[Natural language region descriptions]
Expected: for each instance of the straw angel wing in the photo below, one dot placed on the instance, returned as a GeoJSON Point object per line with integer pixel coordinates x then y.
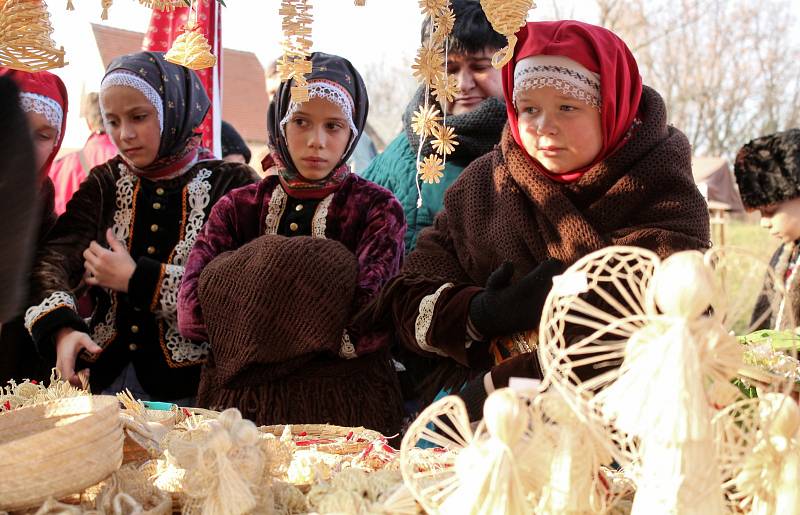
{"type": "Point", "coordinates": [490, 471]}
{"type": "Point", "coordinates": [638, 349]}
{"type": "Point", "coordinates": [759, 447]}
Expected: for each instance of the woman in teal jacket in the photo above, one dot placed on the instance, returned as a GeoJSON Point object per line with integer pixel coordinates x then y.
{"type": "Point", "coordinates": [477, 114]}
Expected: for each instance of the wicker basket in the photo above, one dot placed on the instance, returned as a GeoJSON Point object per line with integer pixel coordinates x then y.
{"type": "Point", "coordinates": [345, 440]}
{"type": "Point", "coordinates": [57, 448]}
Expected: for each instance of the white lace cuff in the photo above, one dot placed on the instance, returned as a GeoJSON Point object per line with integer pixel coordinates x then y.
{"type": "Point", "coordinates": [55, 300]}
{"type": "Point", "coordinates": [425, 319]}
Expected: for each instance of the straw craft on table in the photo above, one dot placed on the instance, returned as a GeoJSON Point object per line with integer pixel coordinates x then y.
{"type": "Point", "coordinates": [25, 37]}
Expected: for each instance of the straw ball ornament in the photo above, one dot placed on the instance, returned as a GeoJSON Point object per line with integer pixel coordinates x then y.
{"type": "Point", "coordinates": [506, 17]}
{"type": "Point", "coordinates": [192, 50]}
{"type": "Point", "coordinates": [294, 64]}
{"type": "Point", "coordinates": [25, 37]}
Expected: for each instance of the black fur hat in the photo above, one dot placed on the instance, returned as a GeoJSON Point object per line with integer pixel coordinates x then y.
{"type": "Point", "coordinates": [768, 169]}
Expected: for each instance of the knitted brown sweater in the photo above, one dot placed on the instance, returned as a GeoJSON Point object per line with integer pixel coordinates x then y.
{"type": "Point", "coordinates": [503, 209]}
{"type": "Point", "coordinates": [275, 303]}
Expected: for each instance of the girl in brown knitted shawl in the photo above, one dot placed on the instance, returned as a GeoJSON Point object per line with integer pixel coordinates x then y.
{"type": "Point", "coordinates": [586, 160]}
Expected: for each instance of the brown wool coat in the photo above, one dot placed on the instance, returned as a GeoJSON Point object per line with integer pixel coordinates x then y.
{"type": "Point", "coordinates": [503, 209]}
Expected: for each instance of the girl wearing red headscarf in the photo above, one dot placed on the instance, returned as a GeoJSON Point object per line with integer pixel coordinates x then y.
{"type": "Point", "coordinates": [586, 160]}
{"type": "Point", "coordinates": [43, 97]}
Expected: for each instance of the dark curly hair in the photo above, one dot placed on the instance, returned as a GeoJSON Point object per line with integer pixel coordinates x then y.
{"type": "Point", "coordinates": [472, 32]}
{"type": "Point", "coordinates": [767, 169]}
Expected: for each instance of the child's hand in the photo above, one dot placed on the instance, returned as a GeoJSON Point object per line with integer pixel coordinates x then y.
{"type": "Point", "coordinates": [69, 343]}
{"type": "Point", "coordinates": [109, 268]}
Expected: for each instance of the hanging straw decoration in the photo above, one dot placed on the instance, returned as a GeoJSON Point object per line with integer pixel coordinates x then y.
{"type": "Point", "coordinates": [506, 16]}
{"type": "Point", "coordinates": [162, 5]}
{"type": "Point", "coordinates": [294, 63]}
{"type": "Point", "coordinates": [191, 49]}
{"type": "Point", "coordinates": [25, 37]}
{"type": "Point", "coordinates": [430, 69]}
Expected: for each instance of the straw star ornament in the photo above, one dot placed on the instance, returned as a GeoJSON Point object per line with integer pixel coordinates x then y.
{"type": "Point", "coordinates": [424, 120]}
{"type": "Point", "coordinates": [431, 169]}
{"type": "Point", "coordinates": [444, 141]}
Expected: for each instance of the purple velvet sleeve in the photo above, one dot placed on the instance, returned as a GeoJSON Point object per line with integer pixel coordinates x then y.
{"type": "Point", "coordinates": [380, 249]}
{"type": "Point", "coordinates": [218, 235]}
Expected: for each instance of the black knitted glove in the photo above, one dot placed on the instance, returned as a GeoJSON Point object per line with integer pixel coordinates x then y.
{"type": "Point", "coordinates": [502, 309]}
{"type": "Point", "coordinates": [474, 395]}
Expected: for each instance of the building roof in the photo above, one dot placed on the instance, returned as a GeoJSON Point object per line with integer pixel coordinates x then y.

#### Exercise
Please retype the data exactly as it appears, but without any of its pictures.

#### Exercise solution
Expected: for each instance of the straw angel wing in the photo below, one dot placed on the instance, returned as a GeoJSON Point object per line with integer pixel coordinates x then y.
{"type": "Point", "coordinates": [490, 471]}
{"type": "Point", "coordinates": [638, 349]}
{"type": "Point", "coordinates": [759, 447]}
Expected: for each instance of the woman in teal jacket in the photo above, one dot placed on the instance, returned as a GeoJSON Point object per line with integer pixel coordinates x then y.
{"type": "Point", "coordinates": [477, 114]}
Expected: for each instance of the wicker basket in the photo above, one dot placed on the instance, returned as a GeoJSON Point object per line with integer pixel coordinates x then y.
{"type": "Point", "coordinates": [345, 440]}
{"type": "Point", "coordinates": [57, 448]}
Expected: for each instance of the white lace cuff in the photo above, one dot placed on the instance, returned as a GeoJSON Point object per line with integer pixel coordinates x then y.
{"type": "Point", "coordinates": [55, 300]}
{"type": "Point", "coordinates": [425, 319]}
Expected: for each instance of the straw craft on table in the photo above, one dot placed on the instance, returned as a GeoJSON Point object per line with integer pixel coordinates x then y.
{"type": "Point", "coordinates": [25, 37]}
Expected: for each instance of the straw ball ornament in the photo above, one dot placed on the instance, returned as a GeoJSON Point object per line with integer pixel coordinates x then y.
{"type": "Point", "coordinates": [506, 17]}
{"type": "Point", "coordinates": [192, 50]}
{"type": "Point", "coordinates": [294, 64]}
{"type": "Point", "coordinates": [25, 37]}
Expected: for each instance of the black fur hat in the photo above, one dot placed on the instance, returned as a GeoJSON Point object per line with integer pixel coordinates x then y.
{"type": "Point", "coordinates": [768, 169]}
Expected: for each instance of the knitted brown sweater in the photo above, one dot placed on the instance, returned as a GeoJSON Point object per line with integer pixel coordinates x then y.
{"type": "Point", "coordinates": [503, 209]}
{"type": "Point", "coordinates": [275, 303]}
Expected: for each instance of the girl in brown knitted shawl in the photo above, one dot placed on the instance, returned as a GeoJSON Point object per line with integer pixel coordinates x then y.
{"type": "Point", "coordinates": [586, 160]}
Expected: for each instance of the brown wool coat in the photo above, one dot placed on the instance, returned as a GeoJSON Point object per line with integer pixel coordinates x then y.
{"type": "Point", "coordinates": [503, 209]}
Expected: for each instance of the girl wearing red headscarf in the photo above, one dot placed on the instance, returned as a GeoJSON Point object per line with integer pixel coordinates x then y.
{"type": "Point", "coordinates": [586, 160]}
{"type": "Point", "coordinates": [43, 97]}
Expected: for each instance of the dark curly hair in the photo above, one dot placed on the instance, returned as a GeoJSON Point object per line with integer pixel coordinates x then y.
{"type": "Point", "coordinates": [472, 32]}
{"type": "Point", "coordinates": [767, 169]}
Expected: for each instance of the child's hand in the photo above, one dot placed on the instance, returned as a GeoJSON Point object per line with integer pixel coordinates x then y.
{"type": "Point", "coordinates": [69, 343]}
{"type": "Point", "coordinates": [109, 268]}
Expected: for each instance of the hanging straw decoration in the photo above, one dot placed on the instance, returned as a GeoJSON Point object per line with integer pixel coordinates x then y.
{"type": "Point", "coordinates": [506, 16]}
{"type": "Point", "coordinates": [162, 5]}
{"type": "Point", "coordinates": [294, 63]}
{"type": "Point", "coordinates": [191, 49]}
{"type": "Point", "coordinates": [25, 37]}
{"type": "Point", "coordinates": [430, 69]}
Expected: for each instance of the straw star ornament in the photo above, one dot placed on the instance, returned as a GeoJSON Point object per line with integer pixel coordinates x then y.
{"type": "Point", "coordinates": [424, 120]}
{"type": "Point", "coordinates": [431, 169]}
{"type": "Point", "coordinates": [444, 141]}
Expected: for each instance of the purple velvet sleeve in the photo above, one dot placed on the instance, returned as a GeoJSON Point object per line with integer pixel coordinates x then y.
{"type": "Point", "coordinates": [380, 249]}
{"type": "Point", "coordinates": [218, 235]}
Expected: for each instance of the black knitted glove in the photo above, one dot placed on the instance, returned as a GeoJSON Point object per line with integer pixel coordinates x then y.
{"type": "Point", "coordinates": [502, 309]}
{"type": "Point", "coordinates": [474, 395]}
Expected: for each instance of the building roof in the photo above, one dot placed on the instance, returned as a GeoJSON Point object per line with integer pixel coordinates x then y.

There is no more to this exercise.